▸ TUGAS 1
Salin tanpa perubahan bagian teks tentang Peristiwa Donggo 1972 di bawah, yaitu bagian yang dibuka dengan kata-kata berisi "Dou Donggo sendiri" dan ditutup dengan "dan Juga Kilo.".

▸ SUMBER
Dou Donggo sendiri merupakan
seubetnik dari etnik Mbojo, yang mendiamidaerah pegunungan, dan pesisir sepanjang sisi bagian barat Teluk Bima, Kabupaten
Bima, NTB. Sub etnis Donggo. Kini “Dou Donggo” menyebar di dua wilayah
kecamatan yaitu Donggo dan Soromandi. Selebihnya mendiami beberapa kecamatan di
Kabupaten Dompu, yaitu, Dompu, Manggelewa, dan Juga Kilo.





Namun tulisan ini tidak untuk
mengulas sejarah secara detail. Sudah banyak yang mengulas melalui buku di
antaranya tulisan Drs. H.Mustahid H. Kako, juga H. Gazali Amalanora. Begitupun
puluhan artikel dan jurnal-jurnal penelitian juga turut mengulasnya. Maka dalam
rangka mengenang kembali momen tersebut,  tulisan lebih pada penggalian nilai yang kemudian
dikontekstualisasikan pada nilai-nilai demokrasi masa kini.





Sekilas tentang Peristiwa Donggo 1972





Tanggal 22
juni 1972, tepatnya  48 tahun yang lalu. Di
sebuah daerah pegunungan juga pesisir sebelah barat Teluk Bima, di Kabupaten
Bima NTB, tampak terbelah oleh jejeran ribuan massa berkonvoi. Teriakan komando
dari massa aksi yang berisi slogan-slogan perlawanan menggema. Spanduk-spanduk
membentang berisi berbagai tuntutan ikut memberi warna. Isu yang diangkat tidak
saja terkait dengan kecamatan masyarakat Donggo, namun melingkupi seluruh
Kabupaten Bima. Tuntutan antara lain “turunkan Suharmaji (Bupati)” dan “angkat Putera
Kahir sebagai Bupati Bima”, “selamatkan hutan Jati di Tololai” dan sebagaianya.
Yang membuat gerakan tersebut tampak menegangkan, adalah massa aksi turut
membawa Senjata tradisional sebagai perlengkapan aksi.





Barisan Long
march sepanjang lebih dari 3 kilometer itu seolah membelah daratan pegunungan
Donggo yang menghijau. massa hendak menempuh perjalanan sepanjang hampir 40
kilometer. Kemana Tujuannya? : Pandopo Bupati Bima!. Tempat tersebut yang
berlokasi di  ibukota Kabupaten Bima,
yaitu di Raba (sekarang menjadi Kota BIma).





Massa Aksi dipimpin
oleh 5 tokoh berpengaruh, yakni  Abbas
Oya, BA (Tokoh Intelektual), H.M.Ali 
alias Haji Kako (Tokoh spritual/Kebathinan), M. Ali Taamin (Ale) dan Jamaluddin
H. Yassin, (Tokoh Politik) dan H.A. Madjid Bakri (Tokoh Agama). Massa akhirnya
dihadang di pertengahan perjalanan oleh beberapa perwakilan pemerintah dan DPR
yang dikawal ketat aparat keamanan. Setelah melalui perundingan akhirnya
sepakat massa kembali ke kampung.

▸ DATA TERSEDIA
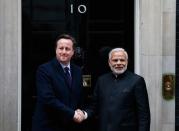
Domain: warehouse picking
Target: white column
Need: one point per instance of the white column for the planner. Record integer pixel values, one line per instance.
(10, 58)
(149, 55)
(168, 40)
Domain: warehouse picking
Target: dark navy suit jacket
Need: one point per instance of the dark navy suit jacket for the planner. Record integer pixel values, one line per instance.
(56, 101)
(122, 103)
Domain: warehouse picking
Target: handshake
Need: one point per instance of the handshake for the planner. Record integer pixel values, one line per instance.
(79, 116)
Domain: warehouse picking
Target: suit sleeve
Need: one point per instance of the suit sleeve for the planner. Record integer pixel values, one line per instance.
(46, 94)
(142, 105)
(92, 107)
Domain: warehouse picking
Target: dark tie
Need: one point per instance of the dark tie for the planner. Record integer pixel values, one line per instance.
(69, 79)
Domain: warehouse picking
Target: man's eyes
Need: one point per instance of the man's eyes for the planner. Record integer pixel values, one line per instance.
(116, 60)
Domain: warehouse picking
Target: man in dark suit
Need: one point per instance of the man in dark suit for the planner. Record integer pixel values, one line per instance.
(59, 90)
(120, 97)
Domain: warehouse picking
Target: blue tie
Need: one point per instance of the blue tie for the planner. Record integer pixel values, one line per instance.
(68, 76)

--

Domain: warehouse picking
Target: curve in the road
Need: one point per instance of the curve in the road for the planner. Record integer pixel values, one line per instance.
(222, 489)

--

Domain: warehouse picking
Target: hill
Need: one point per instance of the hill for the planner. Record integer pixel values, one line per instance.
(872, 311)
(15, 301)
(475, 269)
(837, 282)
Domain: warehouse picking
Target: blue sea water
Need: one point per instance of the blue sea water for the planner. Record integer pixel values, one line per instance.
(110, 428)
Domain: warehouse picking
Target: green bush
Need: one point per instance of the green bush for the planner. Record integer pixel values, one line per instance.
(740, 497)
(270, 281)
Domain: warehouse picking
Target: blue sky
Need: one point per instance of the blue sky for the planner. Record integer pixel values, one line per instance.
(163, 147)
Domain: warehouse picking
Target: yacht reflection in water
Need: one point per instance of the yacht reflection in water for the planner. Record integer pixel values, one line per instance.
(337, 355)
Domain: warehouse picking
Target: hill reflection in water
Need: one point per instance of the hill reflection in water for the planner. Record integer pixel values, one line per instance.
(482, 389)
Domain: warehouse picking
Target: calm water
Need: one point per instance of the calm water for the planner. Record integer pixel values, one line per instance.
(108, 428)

▸ TUGAS 2
Kumpulkan semua baris data di atas yang mengandung kata "suit", lalu tuliskan tiap baris itu apa adanya.

▸ HASIL 1
Dou Donggo sendiri merupakan
seubetnik dari etnik Mbojo, yang mendiamidaerah pegunungan, dan pesisir sepanjang sisi bagian barat Teluk Bima, Kabupaten
Bima, NTB. Sub etnis Donggo. Kini “Dou Donggo” menyebar di dua wilayah
kecamatan yaitu Donggo dan Soromandi. Selebihnya mendiami beberapa kecamatan di
Kabupaten Dompu, yaitu, Dompu, Manggelewa, dan Juga Kilo.

▸ HASIL 2
Target: dark navy suit jacket
Need: one point per instance of the dark navy suit jacket for the planner. Record integer pixel values, one line per instance.
Target: suit sleeve
Need: one point per instance of the suit sleeve for the planner. Record integer pixel values, one line per instance.
Target: man in dark suit
Need: one point per instance of the man in dark suit for the planner. Record integer pixel values, one line per instance.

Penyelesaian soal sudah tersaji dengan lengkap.